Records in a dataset
* begin *
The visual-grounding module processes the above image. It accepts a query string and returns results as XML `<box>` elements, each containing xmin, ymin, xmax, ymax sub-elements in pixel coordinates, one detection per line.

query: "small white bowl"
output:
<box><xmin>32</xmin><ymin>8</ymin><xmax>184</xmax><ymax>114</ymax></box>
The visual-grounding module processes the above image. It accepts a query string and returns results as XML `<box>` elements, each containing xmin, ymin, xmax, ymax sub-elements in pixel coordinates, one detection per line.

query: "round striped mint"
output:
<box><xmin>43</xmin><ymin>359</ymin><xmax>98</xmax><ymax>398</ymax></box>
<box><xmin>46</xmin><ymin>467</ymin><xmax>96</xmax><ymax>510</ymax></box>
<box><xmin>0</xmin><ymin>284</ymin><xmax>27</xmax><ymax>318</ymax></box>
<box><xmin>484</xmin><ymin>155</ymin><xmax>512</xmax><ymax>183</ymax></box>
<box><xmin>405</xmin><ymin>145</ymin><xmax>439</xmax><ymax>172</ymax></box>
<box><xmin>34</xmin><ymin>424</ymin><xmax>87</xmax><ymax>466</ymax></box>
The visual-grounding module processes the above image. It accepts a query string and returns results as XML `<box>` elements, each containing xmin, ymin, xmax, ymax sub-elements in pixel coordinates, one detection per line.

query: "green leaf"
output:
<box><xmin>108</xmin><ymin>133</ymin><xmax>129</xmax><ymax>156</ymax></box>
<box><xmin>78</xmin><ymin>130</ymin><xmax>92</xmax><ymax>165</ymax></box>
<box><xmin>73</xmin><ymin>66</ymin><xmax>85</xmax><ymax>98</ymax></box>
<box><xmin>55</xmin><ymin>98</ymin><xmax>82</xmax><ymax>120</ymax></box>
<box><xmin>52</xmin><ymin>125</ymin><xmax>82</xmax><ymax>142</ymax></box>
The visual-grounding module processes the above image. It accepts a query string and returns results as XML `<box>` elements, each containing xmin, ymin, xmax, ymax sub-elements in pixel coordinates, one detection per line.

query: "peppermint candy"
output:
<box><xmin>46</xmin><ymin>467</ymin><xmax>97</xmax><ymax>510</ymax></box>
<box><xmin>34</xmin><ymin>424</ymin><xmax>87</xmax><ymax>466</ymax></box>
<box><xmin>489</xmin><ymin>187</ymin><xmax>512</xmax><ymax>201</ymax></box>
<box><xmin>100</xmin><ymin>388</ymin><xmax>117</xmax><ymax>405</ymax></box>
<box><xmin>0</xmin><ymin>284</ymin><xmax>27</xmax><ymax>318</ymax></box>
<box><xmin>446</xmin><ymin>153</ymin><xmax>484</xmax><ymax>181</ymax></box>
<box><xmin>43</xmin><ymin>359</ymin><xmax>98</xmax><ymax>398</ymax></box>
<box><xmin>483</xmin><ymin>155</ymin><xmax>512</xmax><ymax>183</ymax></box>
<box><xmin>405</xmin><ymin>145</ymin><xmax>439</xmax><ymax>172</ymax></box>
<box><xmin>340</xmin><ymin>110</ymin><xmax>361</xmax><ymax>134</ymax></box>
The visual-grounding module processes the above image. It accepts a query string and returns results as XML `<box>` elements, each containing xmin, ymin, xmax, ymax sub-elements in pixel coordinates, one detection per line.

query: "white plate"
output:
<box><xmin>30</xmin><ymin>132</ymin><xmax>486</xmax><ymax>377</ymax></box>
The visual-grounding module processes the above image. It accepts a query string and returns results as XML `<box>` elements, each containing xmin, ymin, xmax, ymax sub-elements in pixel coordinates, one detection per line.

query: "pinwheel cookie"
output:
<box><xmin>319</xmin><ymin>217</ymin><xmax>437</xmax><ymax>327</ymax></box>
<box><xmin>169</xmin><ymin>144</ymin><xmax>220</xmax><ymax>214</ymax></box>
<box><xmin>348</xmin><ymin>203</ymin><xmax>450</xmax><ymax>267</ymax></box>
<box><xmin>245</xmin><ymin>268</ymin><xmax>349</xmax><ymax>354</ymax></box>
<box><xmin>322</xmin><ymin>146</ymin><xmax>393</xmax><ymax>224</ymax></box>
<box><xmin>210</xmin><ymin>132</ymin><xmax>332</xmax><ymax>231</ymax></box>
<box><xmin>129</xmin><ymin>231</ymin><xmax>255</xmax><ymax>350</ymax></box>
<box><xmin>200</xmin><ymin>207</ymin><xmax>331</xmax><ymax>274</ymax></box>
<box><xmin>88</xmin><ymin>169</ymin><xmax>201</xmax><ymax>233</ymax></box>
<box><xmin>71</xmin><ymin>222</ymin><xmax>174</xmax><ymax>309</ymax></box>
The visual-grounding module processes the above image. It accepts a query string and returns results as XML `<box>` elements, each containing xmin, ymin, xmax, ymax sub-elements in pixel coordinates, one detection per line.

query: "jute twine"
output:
* end *
Pick out every line in the listing above that contains the word "white" and copy each one.

query: "small white bowl"
query: "white plate"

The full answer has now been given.